▶ [Activity]
Each record, word for word and stripped of pictures, is what the answer should contain.
Records shown section start
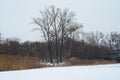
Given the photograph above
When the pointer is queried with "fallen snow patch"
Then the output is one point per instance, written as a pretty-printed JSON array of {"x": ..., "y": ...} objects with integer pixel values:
[{"x": 99, "y": 72}]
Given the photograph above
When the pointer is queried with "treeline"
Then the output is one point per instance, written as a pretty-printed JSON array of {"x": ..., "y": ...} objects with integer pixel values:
[
  {"x": 63, "y": 38},
  {"x": 85, "y": 46}
]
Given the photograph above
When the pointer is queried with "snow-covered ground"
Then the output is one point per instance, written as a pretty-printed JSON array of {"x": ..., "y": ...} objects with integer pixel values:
[{"x": 99, "y": 72}]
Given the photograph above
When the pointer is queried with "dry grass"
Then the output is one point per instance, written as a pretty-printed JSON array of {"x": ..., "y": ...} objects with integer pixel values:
[
  {"x": 8, "y": 62},
  {"x": 76, "y": 61}
]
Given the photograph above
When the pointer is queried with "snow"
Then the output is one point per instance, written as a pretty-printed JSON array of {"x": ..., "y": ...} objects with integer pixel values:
[{"x": 98, "y": 72}]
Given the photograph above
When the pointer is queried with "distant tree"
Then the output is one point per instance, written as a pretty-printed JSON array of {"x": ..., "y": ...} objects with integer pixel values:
[{"x": 55, "y": 25}]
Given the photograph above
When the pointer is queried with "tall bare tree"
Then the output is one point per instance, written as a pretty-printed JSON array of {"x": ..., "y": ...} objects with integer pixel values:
[{"x": 56, "y": 25}]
Records shown section end
▶ [Task result]
Given the photograph above
When the pointer is queried with "fallen snow patch"
Then the output is one point per instance, written as a pretty-printed JSON array of {"x": ..., "y": ...} objects with integer pixel values:
[{"x": 99, "y": 72}]
Given the photograph above
When the pointer is queried with "treeline"
Then the output is one point per instance, written as a pretty-printed JSON array of {"x": ..., "y": ...} objects with integer pixel values:
[
  {"x": 63, "y": 38},
  {"x": 85, "y": 46}
]
Given the photograph above
When the pointer is queried with "snow-covered ground"
Then the output is one point per instance, written as a pretty-printed JSON array of {"x": ..., "y": ...} objects with integer pixel values:
[{"x": 99, "y": 72}]
Given the photograph above
When the pointer is queried with "dry grass"
Then the output is one point per instance, written as a pretty-printed JSON array of {"x": ..., "y": ...} objects with integer pixel values:
[
  {"x": 8, "y": 62},
  {"x": 76, "y": 61}
]
Given the photograph above
When the pointer is queried with "snow"
Then the output is one point per instance, written as a pretty-printed JSON array of {"x": ..., "y": ...} objects with integer pixel values:
[{"x": 98, "y": 72}]
Given the photograph above
When the pointer is queried with "distant tree"
Then the output is one point per instance, written as a pretty-printed JSON array of {"x": ..., "y": ...} objects with integer pixel values:
[{"x": 55, "y": 25}]
Given the photograph above
When the pointer is queried with "tall bare tree"
Then the output is one point per instance, written as a pretty-printed JSON array of {"x": ..., "y": ...} objects with integer pixel values:
[{"x": 56, "y": 25}]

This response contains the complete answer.